| Instruction |
Which lines of the entries below contain the word "wooden"? List each of those lines in full.

| Stored rows |
· · · · · · ·
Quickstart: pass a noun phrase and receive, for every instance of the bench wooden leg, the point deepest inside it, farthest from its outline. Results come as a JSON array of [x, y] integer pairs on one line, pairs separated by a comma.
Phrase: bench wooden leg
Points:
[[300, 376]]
· · · · · · ·
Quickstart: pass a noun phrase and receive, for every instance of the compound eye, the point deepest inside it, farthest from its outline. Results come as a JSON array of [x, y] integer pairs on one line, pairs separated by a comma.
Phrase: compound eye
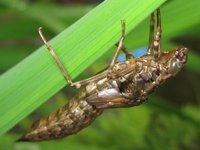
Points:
· · · · · · ·
| Finished answer |
Quickstart: pass a noun phrase and receive, for every instance of the bench wooden leg, the point deepest inside it, farthest from its outline. Results come as a JSON array of [x, y] integer pairs on one line, pairs separated by a comma.
Phrase: bench wooden leg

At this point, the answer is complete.